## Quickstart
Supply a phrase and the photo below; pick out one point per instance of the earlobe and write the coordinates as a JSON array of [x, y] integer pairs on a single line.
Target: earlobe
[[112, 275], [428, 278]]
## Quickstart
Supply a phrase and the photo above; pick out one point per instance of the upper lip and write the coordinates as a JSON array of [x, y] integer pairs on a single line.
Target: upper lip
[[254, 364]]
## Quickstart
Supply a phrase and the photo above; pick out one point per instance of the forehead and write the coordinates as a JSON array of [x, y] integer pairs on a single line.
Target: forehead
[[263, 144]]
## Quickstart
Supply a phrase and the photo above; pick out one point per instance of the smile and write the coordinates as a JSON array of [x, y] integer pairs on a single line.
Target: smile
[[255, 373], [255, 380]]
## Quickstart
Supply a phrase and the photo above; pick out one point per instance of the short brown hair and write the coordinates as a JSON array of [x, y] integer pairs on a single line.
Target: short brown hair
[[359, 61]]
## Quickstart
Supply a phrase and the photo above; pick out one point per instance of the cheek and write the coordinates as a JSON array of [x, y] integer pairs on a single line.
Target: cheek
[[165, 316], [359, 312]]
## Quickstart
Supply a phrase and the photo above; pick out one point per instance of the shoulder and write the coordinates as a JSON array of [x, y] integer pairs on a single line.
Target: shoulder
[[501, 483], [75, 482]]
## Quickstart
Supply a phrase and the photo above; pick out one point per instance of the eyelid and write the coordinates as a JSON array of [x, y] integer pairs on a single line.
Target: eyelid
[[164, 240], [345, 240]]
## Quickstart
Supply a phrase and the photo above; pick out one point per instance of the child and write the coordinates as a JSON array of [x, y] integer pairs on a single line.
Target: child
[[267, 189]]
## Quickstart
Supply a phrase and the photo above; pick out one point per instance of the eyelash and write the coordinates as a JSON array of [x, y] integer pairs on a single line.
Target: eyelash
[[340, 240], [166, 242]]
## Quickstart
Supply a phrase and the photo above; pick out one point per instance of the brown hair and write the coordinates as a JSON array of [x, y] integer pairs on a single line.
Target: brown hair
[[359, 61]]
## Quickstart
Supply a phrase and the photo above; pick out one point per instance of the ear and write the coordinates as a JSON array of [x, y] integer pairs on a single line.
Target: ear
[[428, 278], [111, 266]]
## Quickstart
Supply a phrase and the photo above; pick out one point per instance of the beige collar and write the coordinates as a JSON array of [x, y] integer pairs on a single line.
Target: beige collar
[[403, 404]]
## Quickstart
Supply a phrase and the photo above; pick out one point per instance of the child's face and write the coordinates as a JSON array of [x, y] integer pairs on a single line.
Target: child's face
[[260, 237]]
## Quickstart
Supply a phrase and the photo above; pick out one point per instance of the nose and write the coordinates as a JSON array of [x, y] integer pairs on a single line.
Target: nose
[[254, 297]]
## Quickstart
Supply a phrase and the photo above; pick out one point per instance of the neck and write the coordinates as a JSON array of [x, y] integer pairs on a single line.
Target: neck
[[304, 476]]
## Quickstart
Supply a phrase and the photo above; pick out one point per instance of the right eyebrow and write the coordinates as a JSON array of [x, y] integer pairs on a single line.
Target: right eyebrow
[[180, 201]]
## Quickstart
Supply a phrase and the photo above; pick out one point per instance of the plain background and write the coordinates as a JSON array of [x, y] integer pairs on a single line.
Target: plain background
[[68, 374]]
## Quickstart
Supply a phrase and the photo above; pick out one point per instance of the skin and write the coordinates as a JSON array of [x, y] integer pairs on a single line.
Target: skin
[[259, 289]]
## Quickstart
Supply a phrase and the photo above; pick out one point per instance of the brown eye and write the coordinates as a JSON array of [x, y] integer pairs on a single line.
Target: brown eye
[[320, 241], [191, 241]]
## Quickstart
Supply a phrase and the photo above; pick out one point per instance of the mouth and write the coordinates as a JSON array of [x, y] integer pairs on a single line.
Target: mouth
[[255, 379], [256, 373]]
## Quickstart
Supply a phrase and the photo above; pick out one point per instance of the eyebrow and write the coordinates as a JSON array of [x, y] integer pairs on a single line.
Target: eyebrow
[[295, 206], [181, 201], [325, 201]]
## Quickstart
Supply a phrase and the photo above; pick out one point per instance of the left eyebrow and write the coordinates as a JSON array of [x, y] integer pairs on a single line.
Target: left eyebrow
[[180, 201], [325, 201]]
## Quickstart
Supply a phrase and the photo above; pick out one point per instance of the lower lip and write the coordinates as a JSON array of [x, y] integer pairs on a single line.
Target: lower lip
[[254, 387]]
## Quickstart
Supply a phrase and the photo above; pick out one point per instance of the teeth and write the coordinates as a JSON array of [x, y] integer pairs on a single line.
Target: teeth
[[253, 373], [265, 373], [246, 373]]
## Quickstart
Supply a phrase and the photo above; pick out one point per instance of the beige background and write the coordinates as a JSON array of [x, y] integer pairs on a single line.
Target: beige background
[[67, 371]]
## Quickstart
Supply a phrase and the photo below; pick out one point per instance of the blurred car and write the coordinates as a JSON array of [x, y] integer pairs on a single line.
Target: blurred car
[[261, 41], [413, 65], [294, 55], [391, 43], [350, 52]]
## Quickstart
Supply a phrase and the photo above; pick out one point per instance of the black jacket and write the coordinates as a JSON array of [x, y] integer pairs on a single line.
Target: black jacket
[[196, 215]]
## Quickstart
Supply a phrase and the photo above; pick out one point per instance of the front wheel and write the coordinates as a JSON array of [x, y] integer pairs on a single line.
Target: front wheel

Problem details:
Rewrite all of the material above, swapping "integer pairs" for "whole-number pairs" everywhere it occurs and leaving every other word unchanged.

Result below:
## Quickstart
Supply a phrase and the photo below; pick out one point per instance of the earlobe and write the coordinates as a JSON array of [x, y] whole-number pairs on a single line.
Target: earlobe
[[112, 275], [428, 278]]
## Quickstart
Supply a phrase and the photo above; pick out one point per instance of the upper lip and write the coordinates as a JSON array of [x, y] whole-number pairs on a single line.
Target: upper lip
[[254, 364]]
## Quickstart
Supply a phrase and the photo above; pick out one point per instance of the forehead and write the coordinates as a JSON array of [x, y] whole-number pairs on a single line.
Target: forehead
[[263, 144]]
## Quickstart
Supply a phrase and the photo above; pick out one point per instance of the smile and write the coordinates as a JSON array of [x, y] whole-number pairs on a single line.
Target: smile
[[255, 373], [255, 380]]
## Quickstart
Supply a phrase and the photo above; pick out one point per instance of the short brown hair and write the coordinates as a JSON array of [x, y] whole-number pairs on a single line.
Target: short brown hair
[[359, 61]]
## Quickstart
Supply a phrase and the photo above; pick out one point per instance of the cheek and write the coordinates as a JSON array of [x, y] whole-number pairs on a single line.
Target: cheek
[[165, 316], [359, 312]]
## Quickstart
Supply a phrase and the photo above; pick out one point per instance of the shoulder and write the coordinates as a JSON array of [x, y] whole-number pairs on a single line.
Target: shoulder
[[501, 483], [75, 482]]
## Quickstart
Supply a phrase and the photo above; pick out one point per instance of the eyelid and write the coordinates as a JSON array of [x, y] whole-number pairs on a single line.
Target: eyelid
[[164, 240], [345, 240]]
## Quickstart
Supply a phrase and the photo above; pick out one point per instance of the child and write the coordinates as a JSON array of [x, y] whole-number pairs on a single line.
Target: child
[[267, 189]]
## Quickstart
Supply a phrase and the photo above; pick out one point per instance of the eyelash and write the coordinates as a JSON array of [x, y] whole-number pairs on a single line.
Target: eyelash
[[340, 240], [166, 242]]
## Quickstart
Supply a phrase and the photo above; pick out one point per instance of the brown hair and write the coordinates as a JSON array of [x, y] whole-number pairs on a single line.
Target: brown hair
[[359, 61]]
## Quickstart
Supply a phrase and the photo above; pick out one point per instance of the ear and write the coordinates as a JSON array of [x, y] whole-number pairs on a single line.
Target: ear
[[428, 278], [111, 266]]
## Quickstart
Supply a phrase and the photo above; pick out one point per instance of the beige collar and write the coordinates as a JSON array of [x, y] whole-number pairs on a single line.
Target: beige collar
[[403, 404]]
## Quickstart
Supply a phrase and the photo above; pick out one point per instance of the child's face and write the coordinates as a JSON array of [x, y] whole-number pairs on a single line.
Target: child's face
[[260, 237]]
## Quickstart
Supply a phrase and the photo above; pick out one point per instance of the nose and write the coordinates as a JSON array of [x, y] whole-number pairs on a single line.
Target: nose
[[254, 297]]
## Quickstart
Supply a phrase and the photo above; pick out one point per instance of the neck and write the coordinates as a JSON array of [x, y] whole-number pairs on a single line.
Target: neck
[[304, 476]]
## Quickstart
Supply a phrase and the photo above; pick out one point per instance of the right eyebrow and write the coordinates as a JSON array of [x, y] whole-number pairs on a single line.
Target: right eyebrow
[[180, 201]]
## Quickstart
Supply a phrase and the photo above; pick out one point per instance of the plain background and write the coordinates as a JSON array of [x, y] whole-number pairs on a single line.
Target: plain background
[[68, 374]]
## Quickstart
Supply a phrase and the photo above; pick out one point per instance of the skin and write the coordinates as a JSON array of [x, y] whole-number pairs on a single line.
Target: skin
[[259, 289]]
## Quickstart
Supply a phrase and the photo above; pick out one point per instance of the brown eye and write the coordinates as a JSON array of [x, y] whole-number pairs on a single line.
Target: brown eye
[[320, 241], [191, 241]]
## Quickstart
Supply a phrase and the photo above; pick out one point per instance of the mouth and write the coordinates as a JSON array of [x, y] whole-number pairs on a single line.
Target: mouth
[[255, 379], [256, 373]]
## Quickstart
Supply a phrase and the photo above; pick out one point per instance of the eyebrow and write the coordinates as a JSON array of [x, y] whole-number pairs on a single line.
Target: eyebrow
[[295, 206], [181, 201], [325, 201]]
## Quickstart
Supply a phrase and the photo above; pick out one point per instance of the left eyebrow and write the coordinates as a JSON array of [x, y] whole-number pairs on a single line.
Target: left eyebrow
[[180, 201], [325, 201]]
## Quickstart
Supply a phrase and the photo above; pick out one point per instance of the lower lip and write the coordinates as a JSON array of [x, y] whole-number pairs on a single line.
Target: lower lip
[[254, 387]]
## Quickstart
Supply a phrase and the photo above; pick out one point per instance of the teeth and write the coordinates as a JSON array of [x, y] whole-number pairs on a single line.
Target: teeth
[[253, 373], [265, 373], [246, 373]]
## Quickstart
Supply a phrase and the photo above; pick out one point per instance of the beige background and write the coordinates as a JSON array of [x, y] whole-number pairs on a single line.
Target: beige background
[[67, 371]]
## Quickstart
Supply a phrase and the photo below; pick out one point per instance of the blurred car and write the coordinates as a JSON array of [x, y] whole-number pairs on a single line.
Target: blurred car
[[261, 41], [413, 65], [294, 55], [391, 43], [350, 52]]
## Quickstart
Supply a phrase and the photo above; pick out one point per instance of the black jacket and write the coordinates as a JSON array of [x, y] whole-number pairs on a single line.
Target: black jacket
[[196, 215]]
## Quickstart
Supply a phrase and the photo above; pick out one point per instance of the front wheel and write the coordinates as a JSON array of [x, y] whole-number pairs on a single line.
Target: front wheel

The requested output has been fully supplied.